**Supplied text:**
Different oligomerization dynamics of reduced and oxidized human peroxiredoxin 1 and 2

Abstract

Human peroxiredoxin 1 and peroxiredoxin 2 (HsPrx1 and HsPrx2), both cytosolic antioxidant enzymes share more than 90% sequence similitude, peroxide substrate specificity, reactivity, and an oligomeric ensemble of five homodimers forming a decamer. However, it is suggested that they serve different purposes in the cell. The question, whether the decamer-dimer equilibrium is relevant to the peroxidase activity and signaling functions has a long-standing history within the field, yet assessing its significance is still a challenge. We have studied the oligomerization dynamics of HsPrx1 and HsPrx2 in their dithiol and disulfide forms to find differences that could provide an explanation for their distinct functions. In this study, we performed analytic size exclusion chromatography (SEC) and fluorescence emission lifetime phasor analysis (FELPA) at different protein concentrations and quantified the relative fraction of the decamer species. We observed that reduced HsPrx2 forms stable decamers that do not fully dissociate, while HsPrx1 exhibits a highly cooperative transition from dimers to decamers with increasing concentration. Disulfide formation at the active site has a larger disruptive effect on the oligomerization equilibrium of HsPrx2 than that of HsPrx1. By performing kinetic measurements using FELPA, we observed that HsPrx2 goes from oxidized dimers to reduced decamers almost 20 times faster than HsPrx1 upon addition of DTT. Lastly, both SEC and FELPA results revealed that the mixture of reduced HsPrx1 and HsPrx2 yields hybrid decamers, that have not been looked for in vivo yet.

**Listed entries:**

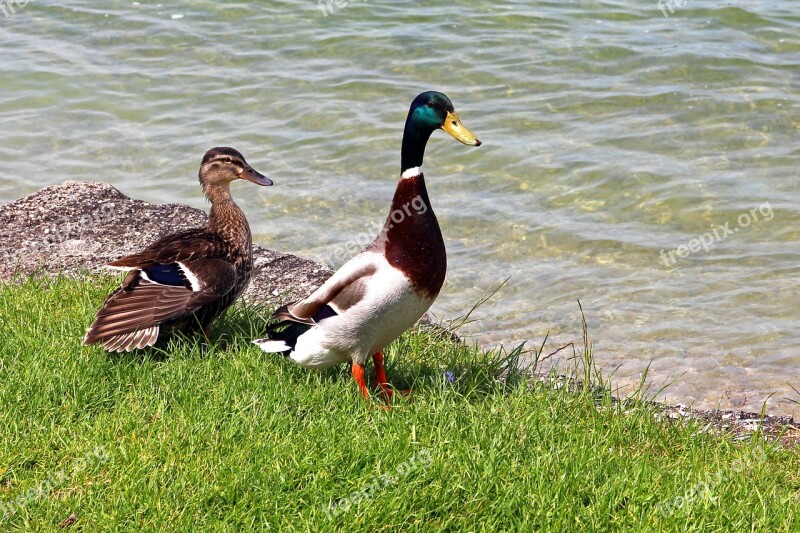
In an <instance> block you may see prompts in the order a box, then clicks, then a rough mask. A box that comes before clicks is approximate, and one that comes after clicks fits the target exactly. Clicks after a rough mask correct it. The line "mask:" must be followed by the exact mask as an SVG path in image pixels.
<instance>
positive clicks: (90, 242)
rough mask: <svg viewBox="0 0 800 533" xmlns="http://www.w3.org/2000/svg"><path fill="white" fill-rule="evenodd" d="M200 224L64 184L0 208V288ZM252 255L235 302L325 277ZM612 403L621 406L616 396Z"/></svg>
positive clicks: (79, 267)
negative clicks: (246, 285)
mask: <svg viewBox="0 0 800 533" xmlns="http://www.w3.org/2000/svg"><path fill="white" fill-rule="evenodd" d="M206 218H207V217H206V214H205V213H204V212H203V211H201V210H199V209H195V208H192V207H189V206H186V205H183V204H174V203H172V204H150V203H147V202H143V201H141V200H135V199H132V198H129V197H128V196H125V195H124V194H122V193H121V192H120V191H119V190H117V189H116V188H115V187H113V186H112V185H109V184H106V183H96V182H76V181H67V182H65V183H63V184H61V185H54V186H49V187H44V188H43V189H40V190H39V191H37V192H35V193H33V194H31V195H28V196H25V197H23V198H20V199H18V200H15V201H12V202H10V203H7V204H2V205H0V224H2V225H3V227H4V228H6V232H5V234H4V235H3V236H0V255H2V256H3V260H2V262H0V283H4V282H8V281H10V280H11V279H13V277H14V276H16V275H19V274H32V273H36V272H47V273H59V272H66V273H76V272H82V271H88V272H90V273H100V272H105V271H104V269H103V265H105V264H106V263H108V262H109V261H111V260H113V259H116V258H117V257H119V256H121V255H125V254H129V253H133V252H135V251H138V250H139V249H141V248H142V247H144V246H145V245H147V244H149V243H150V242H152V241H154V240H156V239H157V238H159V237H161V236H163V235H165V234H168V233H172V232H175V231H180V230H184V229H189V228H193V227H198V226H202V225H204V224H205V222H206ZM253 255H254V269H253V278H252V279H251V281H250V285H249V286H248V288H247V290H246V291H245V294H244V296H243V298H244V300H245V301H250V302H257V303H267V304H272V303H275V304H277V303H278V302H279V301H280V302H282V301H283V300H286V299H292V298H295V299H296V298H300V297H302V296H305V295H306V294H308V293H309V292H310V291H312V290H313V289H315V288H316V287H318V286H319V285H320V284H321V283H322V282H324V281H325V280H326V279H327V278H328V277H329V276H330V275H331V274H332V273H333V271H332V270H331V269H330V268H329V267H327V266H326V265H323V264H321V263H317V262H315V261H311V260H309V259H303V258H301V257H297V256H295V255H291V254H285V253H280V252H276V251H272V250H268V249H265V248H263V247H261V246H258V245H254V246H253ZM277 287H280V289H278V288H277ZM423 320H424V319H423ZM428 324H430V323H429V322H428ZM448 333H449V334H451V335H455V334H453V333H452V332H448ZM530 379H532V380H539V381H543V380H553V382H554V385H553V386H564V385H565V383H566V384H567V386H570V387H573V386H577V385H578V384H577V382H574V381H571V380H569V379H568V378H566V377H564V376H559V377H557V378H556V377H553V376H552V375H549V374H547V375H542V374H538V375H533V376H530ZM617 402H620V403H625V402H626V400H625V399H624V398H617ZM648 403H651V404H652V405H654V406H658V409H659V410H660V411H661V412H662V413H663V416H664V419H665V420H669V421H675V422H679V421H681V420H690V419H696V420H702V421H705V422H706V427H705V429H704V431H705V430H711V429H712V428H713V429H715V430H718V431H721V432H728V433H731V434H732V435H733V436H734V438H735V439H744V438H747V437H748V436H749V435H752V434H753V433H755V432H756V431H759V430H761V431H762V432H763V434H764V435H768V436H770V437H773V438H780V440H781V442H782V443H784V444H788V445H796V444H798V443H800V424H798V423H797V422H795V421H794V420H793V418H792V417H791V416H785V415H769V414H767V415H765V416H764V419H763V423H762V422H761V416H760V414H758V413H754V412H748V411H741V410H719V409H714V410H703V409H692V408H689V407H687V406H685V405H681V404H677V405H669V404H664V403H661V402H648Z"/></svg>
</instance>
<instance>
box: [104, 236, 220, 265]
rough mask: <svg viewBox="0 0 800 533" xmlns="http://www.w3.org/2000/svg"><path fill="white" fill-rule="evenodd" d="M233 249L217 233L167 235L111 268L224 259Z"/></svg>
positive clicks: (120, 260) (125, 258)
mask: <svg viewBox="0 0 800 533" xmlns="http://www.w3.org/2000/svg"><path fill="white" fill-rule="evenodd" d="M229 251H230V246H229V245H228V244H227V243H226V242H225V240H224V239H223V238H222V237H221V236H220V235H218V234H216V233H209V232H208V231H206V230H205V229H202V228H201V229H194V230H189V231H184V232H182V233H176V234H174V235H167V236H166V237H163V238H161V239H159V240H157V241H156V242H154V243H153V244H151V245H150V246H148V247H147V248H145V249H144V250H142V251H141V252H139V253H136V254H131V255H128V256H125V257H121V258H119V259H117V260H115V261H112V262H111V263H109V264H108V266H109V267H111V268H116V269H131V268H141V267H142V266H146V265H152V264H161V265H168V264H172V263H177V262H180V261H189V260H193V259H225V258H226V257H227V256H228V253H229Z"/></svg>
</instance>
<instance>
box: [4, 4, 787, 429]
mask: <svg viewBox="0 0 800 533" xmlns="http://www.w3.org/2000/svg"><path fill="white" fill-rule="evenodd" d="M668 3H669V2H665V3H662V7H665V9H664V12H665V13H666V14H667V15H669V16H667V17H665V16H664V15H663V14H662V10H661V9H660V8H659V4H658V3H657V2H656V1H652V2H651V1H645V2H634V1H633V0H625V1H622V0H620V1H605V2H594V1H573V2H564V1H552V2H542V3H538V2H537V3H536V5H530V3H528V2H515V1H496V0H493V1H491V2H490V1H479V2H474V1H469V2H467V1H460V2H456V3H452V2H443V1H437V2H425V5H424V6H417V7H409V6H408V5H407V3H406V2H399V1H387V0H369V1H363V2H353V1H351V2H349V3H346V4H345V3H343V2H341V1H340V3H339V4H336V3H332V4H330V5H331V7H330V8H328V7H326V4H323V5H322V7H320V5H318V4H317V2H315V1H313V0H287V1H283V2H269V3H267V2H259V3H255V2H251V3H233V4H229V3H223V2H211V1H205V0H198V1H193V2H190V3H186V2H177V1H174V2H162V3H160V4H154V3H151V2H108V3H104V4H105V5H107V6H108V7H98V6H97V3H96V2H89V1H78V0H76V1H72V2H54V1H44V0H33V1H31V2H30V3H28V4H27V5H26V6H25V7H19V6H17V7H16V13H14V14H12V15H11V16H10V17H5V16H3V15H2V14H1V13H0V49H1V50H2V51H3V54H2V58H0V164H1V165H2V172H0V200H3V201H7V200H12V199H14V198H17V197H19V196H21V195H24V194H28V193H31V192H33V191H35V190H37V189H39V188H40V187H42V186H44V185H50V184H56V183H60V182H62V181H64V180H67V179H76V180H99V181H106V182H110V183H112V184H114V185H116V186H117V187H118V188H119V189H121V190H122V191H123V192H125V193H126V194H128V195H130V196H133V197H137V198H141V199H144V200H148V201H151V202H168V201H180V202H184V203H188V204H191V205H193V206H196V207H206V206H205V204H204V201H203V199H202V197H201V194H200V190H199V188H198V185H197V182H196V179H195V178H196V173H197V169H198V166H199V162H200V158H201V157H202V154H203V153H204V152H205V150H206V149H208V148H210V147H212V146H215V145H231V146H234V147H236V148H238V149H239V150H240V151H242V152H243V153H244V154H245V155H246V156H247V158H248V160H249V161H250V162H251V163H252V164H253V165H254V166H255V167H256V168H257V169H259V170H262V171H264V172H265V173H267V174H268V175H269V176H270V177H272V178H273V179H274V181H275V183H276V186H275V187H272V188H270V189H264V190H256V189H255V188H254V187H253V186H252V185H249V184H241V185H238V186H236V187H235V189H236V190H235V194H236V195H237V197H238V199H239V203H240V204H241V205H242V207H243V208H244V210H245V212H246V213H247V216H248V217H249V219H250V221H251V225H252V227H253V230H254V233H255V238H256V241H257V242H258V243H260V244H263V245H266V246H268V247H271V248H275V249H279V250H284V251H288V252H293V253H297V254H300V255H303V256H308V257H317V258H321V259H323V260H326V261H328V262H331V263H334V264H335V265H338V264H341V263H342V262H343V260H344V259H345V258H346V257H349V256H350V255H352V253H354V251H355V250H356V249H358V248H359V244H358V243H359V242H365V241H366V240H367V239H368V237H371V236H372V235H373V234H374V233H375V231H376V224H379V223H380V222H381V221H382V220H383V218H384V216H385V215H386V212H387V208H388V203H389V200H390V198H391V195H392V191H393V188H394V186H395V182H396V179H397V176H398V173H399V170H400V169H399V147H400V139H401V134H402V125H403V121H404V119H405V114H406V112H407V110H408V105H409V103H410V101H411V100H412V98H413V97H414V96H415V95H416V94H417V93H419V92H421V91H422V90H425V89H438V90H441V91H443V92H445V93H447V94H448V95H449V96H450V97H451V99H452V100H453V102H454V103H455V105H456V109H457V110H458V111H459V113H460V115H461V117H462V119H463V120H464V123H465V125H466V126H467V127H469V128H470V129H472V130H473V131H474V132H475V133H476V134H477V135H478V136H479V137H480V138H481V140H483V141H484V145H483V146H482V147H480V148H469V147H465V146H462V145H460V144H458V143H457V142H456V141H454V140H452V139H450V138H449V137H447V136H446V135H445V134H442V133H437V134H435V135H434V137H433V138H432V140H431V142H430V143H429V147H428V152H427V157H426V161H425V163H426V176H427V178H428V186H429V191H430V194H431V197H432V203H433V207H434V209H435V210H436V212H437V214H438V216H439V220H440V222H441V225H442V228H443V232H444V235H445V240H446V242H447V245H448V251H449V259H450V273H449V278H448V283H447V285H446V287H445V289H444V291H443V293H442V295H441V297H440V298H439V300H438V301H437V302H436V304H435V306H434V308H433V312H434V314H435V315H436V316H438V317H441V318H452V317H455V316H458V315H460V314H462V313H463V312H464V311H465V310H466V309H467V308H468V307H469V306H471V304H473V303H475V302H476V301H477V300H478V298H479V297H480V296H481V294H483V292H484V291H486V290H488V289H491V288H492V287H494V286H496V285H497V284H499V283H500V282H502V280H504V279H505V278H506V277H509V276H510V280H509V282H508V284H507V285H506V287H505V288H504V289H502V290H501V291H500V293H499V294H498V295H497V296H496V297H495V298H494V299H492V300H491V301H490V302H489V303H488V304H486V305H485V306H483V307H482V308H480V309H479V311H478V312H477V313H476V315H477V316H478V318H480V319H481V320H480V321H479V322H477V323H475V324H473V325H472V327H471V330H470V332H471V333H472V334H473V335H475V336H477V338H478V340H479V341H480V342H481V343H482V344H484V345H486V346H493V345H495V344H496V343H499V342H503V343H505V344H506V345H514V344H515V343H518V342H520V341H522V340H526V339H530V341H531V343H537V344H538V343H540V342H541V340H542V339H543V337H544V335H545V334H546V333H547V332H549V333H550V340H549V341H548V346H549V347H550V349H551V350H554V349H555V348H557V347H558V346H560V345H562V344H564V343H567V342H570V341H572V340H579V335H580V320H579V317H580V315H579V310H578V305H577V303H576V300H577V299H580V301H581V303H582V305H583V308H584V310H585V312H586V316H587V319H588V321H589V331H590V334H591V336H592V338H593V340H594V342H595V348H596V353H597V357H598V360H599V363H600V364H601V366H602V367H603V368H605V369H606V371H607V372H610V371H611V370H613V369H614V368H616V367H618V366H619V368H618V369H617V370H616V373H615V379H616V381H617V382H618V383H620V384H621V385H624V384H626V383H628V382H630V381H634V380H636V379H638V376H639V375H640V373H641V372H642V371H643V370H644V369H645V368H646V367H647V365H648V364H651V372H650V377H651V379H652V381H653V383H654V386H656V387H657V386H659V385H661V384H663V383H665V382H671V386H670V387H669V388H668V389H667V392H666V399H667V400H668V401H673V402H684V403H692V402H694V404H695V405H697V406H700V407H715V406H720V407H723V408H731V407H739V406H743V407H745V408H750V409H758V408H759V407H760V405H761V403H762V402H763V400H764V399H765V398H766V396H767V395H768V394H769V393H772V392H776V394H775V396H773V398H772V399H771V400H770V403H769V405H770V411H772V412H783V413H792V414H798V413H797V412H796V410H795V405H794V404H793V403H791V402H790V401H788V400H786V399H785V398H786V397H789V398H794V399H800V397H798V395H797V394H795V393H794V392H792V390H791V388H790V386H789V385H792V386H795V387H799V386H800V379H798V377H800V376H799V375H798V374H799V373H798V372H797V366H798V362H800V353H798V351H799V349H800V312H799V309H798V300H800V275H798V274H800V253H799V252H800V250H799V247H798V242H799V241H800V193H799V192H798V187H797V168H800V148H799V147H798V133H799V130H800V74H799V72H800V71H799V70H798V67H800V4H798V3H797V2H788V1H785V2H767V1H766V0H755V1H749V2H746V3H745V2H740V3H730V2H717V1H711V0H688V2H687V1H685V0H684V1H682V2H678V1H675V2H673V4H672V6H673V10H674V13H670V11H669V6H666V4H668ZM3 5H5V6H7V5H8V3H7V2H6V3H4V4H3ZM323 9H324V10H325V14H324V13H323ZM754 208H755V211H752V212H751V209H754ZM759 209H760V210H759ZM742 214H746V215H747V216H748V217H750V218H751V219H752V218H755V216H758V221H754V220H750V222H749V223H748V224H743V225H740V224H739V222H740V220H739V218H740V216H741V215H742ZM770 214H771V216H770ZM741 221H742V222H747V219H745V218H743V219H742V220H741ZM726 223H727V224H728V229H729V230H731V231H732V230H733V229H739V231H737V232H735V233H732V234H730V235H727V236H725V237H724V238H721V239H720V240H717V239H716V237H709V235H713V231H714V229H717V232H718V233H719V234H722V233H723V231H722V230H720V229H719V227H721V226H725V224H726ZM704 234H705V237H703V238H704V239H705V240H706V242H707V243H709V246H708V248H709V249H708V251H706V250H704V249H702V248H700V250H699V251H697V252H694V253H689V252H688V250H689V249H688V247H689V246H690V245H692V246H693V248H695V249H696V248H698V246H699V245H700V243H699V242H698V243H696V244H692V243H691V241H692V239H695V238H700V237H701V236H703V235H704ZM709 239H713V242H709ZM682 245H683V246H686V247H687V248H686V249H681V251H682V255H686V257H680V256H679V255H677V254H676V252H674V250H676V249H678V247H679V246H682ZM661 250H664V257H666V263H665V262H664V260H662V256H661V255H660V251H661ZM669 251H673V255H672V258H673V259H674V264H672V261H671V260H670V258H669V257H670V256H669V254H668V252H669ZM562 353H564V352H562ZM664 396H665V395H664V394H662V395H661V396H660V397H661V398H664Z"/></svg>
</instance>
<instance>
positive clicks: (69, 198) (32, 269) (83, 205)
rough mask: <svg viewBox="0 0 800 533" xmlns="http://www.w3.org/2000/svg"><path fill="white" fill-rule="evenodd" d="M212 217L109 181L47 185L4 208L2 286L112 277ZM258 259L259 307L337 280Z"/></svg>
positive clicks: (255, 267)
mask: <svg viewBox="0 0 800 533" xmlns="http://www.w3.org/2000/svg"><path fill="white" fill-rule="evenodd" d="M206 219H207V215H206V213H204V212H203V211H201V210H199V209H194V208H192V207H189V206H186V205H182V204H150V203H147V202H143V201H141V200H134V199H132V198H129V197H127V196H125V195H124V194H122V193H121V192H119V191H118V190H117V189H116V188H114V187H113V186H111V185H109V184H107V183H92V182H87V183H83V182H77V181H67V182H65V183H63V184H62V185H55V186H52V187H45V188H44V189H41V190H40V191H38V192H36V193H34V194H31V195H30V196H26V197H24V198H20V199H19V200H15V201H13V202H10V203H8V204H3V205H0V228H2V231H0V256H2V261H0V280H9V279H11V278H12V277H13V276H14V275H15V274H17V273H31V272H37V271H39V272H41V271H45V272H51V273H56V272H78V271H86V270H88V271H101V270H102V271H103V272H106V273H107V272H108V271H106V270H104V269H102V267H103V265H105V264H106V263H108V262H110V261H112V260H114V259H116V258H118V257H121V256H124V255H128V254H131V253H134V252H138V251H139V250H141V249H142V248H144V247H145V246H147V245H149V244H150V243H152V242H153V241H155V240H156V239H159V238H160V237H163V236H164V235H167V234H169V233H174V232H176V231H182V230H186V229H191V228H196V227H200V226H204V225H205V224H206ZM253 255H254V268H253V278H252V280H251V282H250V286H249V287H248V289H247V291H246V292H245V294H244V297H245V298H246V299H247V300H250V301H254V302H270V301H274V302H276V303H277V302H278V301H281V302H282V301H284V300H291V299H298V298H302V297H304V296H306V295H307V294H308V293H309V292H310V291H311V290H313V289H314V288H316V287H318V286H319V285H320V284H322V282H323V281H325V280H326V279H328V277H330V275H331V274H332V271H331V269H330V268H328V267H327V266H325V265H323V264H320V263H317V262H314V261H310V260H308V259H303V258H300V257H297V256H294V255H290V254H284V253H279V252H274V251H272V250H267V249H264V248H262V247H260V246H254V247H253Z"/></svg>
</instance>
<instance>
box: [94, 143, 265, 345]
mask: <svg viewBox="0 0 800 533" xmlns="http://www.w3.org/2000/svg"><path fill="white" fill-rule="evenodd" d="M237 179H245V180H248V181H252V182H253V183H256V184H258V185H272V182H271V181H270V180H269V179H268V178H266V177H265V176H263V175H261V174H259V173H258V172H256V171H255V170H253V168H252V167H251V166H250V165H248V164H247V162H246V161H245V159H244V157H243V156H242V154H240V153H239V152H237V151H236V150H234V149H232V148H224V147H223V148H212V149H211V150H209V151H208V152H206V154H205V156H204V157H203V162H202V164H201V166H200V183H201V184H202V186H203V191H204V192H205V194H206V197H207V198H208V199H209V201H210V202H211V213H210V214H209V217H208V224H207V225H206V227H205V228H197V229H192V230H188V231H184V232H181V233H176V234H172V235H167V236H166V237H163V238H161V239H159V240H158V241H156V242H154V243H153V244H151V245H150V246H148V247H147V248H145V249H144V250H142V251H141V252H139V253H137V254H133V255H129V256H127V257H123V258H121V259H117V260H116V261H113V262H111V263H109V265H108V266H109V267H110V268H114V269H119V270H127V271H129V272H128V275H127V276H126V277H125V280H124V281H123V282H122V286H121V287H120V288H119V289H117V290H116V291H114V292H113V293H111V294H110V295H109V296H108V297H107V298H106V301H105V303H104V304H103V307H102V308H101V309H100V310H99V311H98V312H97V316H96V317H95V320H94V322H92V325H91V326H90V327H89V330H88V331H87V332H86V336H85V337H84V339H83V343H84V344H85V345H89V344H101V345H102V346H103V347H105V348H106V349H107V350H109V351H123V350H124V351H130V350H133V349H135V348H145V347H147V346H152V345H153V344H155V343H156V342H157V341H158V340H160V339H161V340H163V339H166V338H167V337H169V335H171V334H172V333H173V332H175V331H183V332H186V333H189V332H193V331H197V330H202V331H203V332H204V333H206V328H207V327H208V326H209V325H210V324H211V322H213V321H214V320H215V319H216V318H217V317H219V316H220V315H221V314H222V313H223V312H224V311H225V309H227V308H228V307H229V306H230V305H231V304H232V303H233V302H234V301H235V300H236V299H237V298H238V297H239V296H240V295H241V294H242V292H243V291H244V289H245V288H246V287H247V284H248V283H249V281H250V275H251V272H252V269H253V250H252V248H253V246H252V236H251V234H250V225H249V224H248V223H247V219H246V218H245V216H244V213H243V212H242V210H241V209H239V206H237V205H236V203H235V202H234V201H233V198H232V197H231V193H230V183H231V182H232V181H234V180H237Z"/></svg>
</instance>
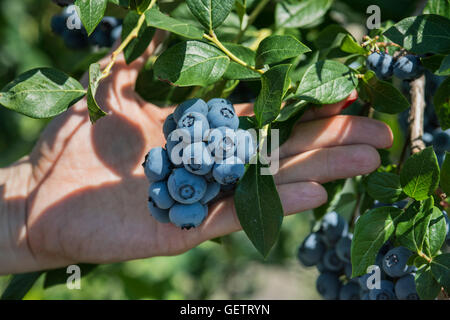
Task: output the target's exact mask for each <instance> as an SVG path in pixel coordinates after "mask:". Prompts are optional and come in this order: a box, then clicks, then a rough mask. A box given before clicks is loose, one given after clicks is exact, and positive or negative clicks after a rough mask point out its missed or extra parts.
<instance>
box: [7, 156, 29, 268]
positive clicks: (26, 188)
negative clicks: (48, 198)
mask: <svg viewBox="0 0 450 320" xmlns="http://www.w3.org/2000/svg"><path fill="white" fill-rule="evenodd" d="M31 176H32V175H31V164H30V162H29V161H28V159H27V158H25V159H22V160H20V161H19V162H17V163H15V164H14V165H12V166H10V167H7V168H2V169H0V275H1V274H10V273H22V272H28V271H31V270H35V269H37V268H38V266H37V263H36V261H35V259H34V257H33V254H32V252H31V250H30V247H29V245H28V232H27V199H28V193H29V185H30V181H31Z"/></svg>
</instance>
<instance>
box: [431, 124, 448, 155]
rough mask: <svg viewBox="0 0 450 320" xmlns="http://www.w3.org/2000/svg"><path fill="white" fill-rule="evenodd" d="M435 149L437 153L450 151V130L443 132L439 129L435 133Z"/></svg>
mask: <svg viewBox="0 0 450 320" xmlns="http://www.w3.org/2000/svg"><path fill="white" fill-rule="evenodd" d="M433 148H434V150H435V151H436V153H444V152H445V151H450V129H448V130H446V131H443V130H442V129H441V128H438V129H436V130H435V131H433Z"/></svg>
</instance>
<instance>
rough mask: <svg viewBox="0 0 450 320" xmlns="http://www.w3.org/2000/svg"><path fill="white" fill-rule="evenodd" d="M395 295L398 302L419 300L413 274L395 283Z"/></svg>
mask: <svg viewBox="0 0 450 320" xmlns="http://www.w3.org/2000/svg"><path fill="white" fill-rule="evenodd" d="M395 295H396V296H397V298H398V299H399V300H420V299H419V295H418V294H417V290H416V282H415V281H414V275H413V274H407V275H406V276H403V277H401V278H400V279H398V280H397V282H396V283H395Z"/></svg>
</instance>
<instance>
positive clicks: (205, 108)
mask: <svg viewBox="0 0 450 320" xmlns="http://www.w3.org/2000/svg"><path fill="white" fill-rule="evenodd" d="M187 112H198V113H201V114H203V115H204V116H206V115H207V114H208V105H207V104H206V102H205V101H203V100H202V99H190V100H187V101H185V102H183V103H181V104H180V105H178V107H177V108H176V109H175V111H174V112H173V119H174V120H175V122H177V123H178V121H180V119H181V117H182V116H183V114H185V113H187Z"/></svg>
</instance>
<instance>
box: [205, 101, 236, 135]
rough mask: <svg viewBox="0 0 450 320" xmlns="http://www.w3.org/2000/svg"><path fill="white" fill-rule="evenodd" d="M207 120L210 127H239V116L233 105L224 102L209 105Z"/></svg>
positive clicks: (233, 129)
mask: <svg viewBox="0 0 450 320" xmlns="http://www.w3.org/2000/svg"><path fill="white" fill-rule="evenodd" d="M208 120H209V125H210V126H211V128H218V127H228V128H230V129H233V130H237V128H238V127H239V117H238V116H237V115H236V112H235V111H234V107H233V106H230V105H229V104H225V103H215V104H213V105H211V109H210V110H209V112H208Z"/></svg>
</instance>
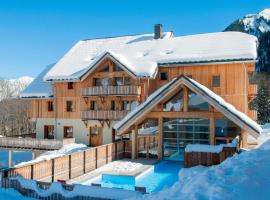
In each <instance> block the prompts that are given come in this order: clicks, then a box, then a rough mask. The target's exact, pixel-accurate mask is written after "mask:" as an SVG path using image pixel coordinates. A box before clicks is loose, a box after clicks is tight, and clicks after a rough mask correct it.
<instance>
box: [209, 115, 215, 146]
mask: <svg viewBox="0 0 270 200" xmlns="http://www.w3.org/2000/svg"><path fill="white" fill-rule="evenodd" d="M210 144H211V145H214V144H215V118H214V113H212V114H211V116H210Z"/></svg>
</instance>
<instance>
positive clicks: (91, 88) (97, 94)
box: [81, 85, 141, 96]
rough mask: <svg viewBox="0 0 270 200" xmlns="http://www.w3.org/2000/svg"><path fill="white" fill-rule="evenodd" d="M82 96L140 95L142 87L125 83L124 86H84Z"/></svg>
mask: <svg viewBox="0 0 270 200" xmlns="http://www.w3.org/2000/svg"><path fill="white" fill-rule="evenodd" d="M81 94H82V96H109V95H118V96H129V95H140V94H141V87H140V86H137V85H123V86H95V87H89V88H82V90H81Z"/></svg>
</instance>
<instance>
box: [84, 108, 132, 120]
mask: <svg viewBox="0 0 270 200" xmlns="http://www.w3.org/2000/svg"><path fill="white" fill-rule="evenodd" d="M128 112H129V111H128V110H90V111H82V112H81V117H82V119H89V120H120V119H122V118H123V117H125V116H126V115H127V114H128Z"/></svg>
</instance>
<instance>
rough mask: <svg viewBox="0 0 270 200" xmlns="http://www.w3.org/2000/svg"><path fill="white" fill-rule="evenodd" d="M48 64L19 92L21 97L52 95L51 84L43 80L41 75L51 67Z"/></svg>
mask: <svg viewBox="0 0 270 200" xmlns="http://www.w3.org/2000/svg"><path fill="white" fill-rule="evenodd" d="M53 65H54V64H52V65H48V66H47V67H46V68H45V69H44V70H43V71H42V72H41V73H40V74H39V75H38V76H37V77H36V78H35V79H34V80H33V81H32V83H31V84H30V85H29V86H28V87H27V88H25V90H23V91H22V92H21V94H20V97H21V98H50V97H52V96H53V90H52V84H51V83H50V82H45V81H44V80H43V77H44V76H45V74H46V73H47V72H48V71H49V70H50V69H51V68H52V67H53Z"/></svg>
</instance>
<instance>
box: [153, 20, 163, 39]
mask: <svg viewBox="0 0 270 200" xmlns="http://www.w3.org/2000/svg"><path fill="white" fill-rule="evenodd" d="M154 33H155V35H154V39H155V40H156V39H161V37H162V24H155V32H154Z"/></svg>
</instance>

**The task:** According to the abstract on human peroxiredoxin 1 and 2, how much faster does HsPrx2 go from oxidized dimers to reduced decamers than HsPrx1 when DTT is added?

**Written answer:** Almost 20 times faster.